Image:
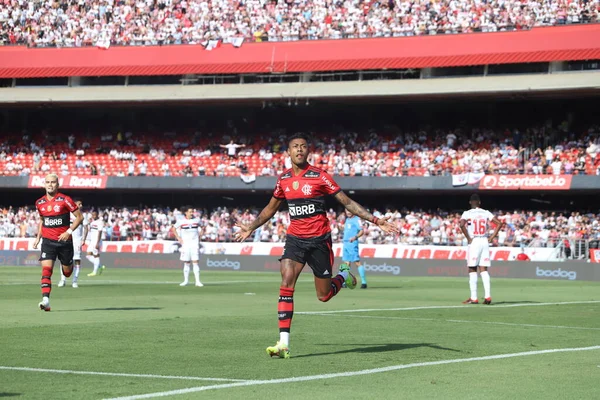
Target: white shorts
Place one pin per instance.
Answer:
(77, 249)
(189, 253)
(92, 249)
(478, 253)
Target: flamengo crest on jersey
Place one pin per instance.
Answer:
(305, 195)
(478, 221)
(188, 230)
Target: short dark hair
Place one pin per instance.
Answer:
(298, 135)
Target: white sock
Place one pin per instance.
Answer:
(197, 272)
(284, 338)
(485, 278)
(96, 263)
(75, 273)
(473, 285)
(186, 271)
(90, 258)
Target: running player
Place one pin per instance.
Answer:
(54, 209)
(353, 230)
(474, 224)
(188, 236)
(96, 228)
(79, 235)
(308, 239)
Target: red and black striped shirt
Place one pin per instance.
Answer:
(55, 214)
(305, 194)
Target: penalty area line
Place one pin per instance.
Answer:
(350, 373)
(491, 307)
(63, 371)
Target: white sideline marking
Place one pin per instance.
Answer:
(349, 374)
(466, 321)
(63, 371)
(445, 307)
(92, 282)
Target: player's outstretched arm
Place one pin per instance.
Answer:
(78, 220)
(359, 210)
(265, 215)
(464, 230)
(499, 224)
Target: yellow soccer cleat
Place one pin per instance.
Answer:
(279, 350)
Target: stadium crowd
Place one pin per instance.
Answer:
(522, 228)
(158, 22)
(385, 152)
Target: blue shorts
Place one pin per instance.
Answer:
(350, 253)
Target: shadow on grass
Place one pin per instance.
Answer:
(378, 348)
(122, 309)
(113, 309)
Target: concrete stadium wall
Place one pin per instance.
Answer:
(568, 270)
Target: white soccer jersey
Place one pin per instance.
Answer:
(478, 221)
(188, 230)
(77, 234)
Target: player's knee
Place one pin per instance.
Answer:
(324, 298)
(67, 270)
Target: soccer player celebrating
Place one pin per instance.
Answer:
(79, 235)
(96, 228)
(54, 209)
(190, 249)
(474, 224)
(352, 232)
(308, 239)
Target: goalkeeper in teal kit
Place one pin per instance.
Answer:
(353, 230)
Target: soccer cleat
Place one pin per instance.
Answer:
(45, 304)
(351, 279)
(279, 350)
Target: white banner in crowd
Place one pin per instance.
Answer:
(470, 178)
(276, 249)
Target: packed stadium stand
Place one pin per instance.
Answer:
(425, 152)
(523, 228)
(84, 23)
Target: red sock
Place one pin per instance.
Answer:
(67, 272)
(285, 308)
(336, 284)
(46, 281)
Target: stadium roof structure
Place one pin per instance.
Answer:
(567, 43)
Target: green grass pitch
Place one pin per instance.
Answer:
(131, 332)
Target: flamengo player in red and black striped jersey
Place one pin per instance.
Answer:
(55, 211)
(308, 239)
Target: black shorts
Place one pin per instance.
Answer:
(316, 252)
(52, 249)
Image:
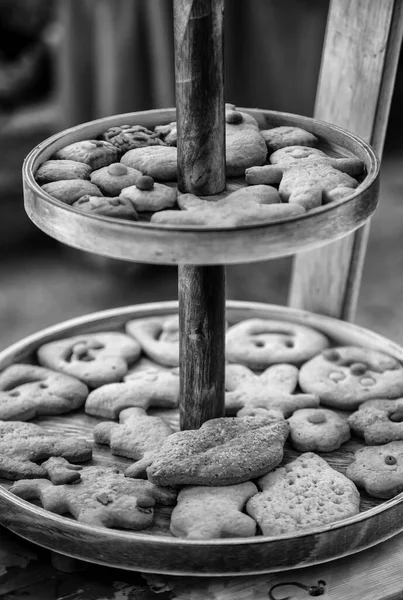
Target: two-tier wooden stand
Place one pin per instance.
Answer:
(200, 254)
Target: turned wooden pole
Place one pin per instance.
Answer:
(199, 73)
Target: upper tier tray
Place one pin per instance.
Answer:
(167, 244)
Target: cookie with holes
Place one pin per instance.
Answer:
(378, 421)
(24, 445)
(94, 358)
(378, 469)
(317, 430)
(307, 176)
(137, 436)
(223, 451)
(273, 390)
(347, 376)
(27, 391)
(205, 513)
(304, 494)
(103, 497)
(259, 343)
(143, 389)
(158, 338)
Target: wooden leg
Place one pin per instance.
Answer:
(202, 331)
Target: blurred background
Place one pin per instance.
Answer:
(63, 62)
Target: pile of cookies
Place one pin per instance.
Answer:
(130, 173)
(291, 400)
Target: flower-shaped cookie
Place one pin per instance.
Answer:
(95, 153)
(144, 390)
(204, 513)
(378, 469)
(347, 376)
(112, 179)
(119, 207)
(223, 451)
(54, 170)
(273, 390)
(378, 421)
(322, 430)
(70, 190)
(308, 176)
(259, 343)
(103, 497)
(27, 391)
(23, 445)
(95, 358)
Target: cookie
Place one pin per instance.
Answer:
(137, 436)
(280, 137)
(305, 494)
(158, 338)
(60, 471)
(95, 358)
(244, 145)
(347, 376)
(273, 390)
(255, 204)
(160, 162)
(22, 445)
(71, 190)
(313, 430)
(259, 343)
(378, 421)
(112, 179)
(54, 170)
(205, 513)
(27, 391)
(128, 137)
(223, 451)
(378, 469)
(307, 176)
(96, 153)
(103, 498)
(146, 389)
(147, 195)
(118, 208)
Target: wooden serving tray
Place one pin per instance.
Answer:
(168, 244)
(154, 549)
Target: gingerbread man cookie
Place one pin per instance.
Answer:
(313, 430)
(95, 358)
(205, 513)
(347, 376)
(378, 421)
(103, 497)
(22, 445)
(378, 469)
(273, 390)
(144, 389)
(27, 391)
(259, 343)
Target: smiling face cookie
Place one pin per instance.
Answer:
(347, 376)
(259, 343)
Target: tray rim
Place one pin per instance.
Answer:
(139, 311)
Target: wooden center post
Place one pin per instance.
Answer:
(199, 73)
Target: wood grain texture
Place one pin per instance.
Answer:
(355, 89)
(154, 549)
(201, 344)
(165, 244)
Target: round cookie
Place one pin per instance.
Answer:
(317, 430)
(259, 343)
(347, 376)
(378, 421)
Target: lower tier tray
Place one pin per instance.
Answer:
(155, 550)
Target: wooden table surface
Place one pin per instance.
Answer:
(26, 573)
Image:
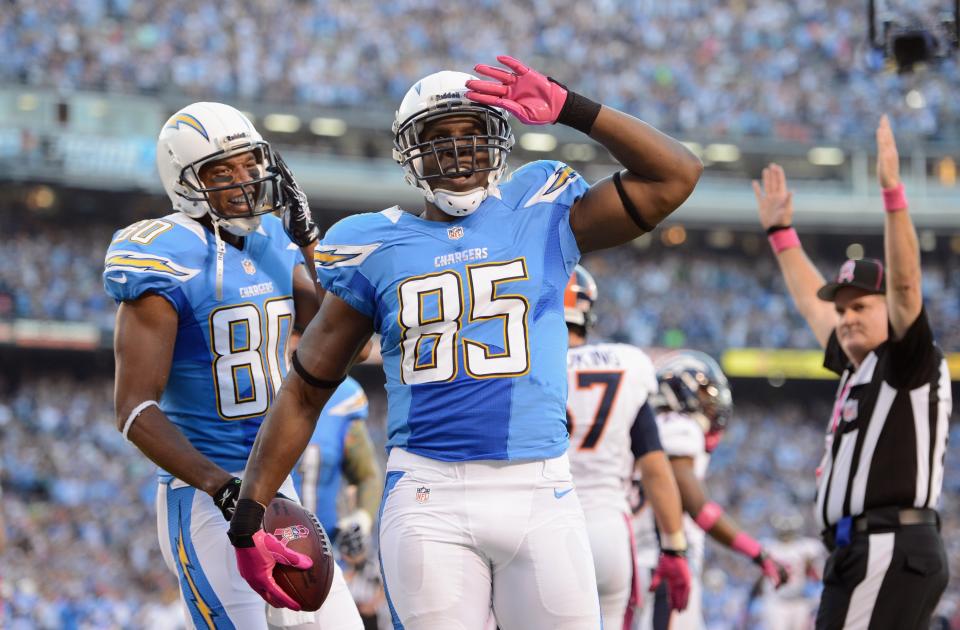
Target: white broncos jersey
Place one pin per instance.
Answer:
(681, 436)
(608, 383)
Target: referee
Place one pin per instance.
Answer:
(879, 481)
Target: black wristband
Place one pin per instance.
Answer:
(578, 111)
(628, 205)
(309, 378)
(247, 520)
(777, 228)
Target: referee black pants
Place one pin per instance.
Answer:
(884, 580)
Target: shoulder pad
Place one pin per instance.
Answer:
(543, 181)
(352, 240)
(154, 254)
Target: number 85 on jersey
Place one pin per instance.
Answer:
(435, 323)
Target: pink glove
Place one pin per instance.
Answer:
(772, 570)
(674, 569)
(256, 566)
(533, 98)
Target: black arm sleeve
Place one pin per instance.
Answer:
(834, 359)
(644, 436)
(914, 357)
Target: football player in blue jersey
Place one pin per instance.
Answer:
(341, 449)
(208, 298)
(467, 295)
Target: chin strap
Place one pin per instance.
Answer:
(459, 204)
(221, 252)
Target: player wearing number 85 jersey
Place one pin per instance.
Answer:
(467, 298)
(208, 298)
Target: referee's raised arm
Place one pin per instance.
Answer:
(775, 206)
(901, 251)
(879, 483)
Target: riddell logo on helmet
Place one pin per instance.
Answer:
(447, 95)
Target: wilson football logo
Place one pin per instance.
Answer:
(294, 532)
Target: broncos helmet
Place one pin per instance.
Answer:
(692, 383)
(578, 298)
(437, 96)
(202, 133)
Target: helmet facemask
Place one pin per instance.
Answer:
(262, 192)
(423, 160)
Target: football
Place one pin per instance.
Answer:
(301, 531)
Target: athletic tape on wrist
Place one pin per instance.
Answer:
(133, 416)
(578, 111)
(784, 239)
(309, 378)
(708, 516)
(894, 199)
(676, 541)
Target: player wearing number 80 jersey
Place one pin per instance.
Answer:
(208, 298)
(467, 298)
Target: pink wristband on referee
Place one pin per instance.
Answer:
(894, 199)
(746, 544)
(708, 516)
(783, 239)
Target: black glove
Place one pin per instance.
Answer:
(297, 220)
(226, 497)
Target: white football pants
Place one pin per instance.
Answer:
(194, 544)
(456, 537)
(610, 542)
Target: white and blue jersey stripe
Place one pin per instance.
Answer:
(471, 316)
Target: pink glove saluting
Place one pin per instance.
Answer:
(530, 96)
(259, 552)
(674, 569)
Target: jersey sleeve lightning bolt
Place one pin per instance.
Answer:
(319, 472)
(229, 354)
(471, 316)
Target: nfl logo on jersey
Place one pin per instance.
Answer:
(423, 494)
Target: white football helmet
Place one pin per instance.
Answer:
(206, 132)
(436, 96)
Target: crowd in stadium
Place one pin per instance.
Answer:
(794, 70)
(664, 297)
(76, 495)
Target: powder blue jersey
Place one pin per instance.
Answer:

## WHAT THE EXERCISE ASKS
Repeat word for word each line from the one with "Target: black arm sleeve" to the end of the records above, inclusive.

## EXERCISE RESPONSE
Target: black arm sleeve
Place one pin per instance.
Answer:
(834, 359)
(644, 436)
(914, 357)
Target: football player in blue jersey
Place one pin per instance.
Answer:
(341, 449)
(208, 298)
(467, 295)
Target: chin strap
Place one pin per instance.
Answer:
(459, 204)
(221, 252)
Target: player wearing number 85 jersey
Place one pin per instance.
Answer:
(467, 298)
(208, 298)
Target: referee's raised arm
Place one pin per instance.
Answer:
(775, 206)
(901, 251)
(879, 483)
Target: riddell logo on helmet
Place one pin per instance.
Answer:
(447, 95)
Target: wilson football logo
Place one pin per instance.
Answer:
(294, 532)
Target: broncos helmet
Place one pin per instance.
Answer:
(692, 383)
(578, 298)
(437, 96)
(202, 133)
Target: helmet facemask
Place one pin per instance.
Answer:
(262, 192)
(423, 160)
Target: football
Place one pin per instance.
Answer:
(301, 531)
Target: athletic tape on wrist
Place one pin per instance.
Answer:
(133, 416)
(578, 111)
(784, 239)
(309, 378)
(708, 516)
(894, 199)
(676, 541)
Target: player wearing number 80 jersey
Place one pin per instance.
Answer:
(208, 298)
(467, 298)
Target: pink wristband on referee
Place one pin per instance.
Answer:
(894, 199)
(746, 544)
(708, 516)
(783, 239)
Target: black glove
Place one pin per instance.
Answer:
(297, 220)
(226, 497)
Target: white football pants
Place one pin per instance.
Answer:
(194, 544)
(456, 537)
(610, 542)
Target: white and blue jersey stripe
Place one pin per instance.
Answer:
(471, 316)
Target: pink glove saluting
Place one pin per instance.
Answer:
(530, 96)
(259, 552)
(674, 569)
Target: jersey sleeve lightning bolt
Place one pin per instance.
Answer:
(319, 472)
(229, 354)
(471, 316)
Target: nfl logo on jersey
Place one pin per instance.
Answer:
(423, 494)
Target: white football helmet
Place one pin per instance.
Answer:
(206, 132)
(436, 96)
Target: crowd in stadium
Place one pin per instance.
Answer:
(794, 70)
(664, 297)
(76, 495)
Target: powder blue jersey
Place one pin per instance.
Answer:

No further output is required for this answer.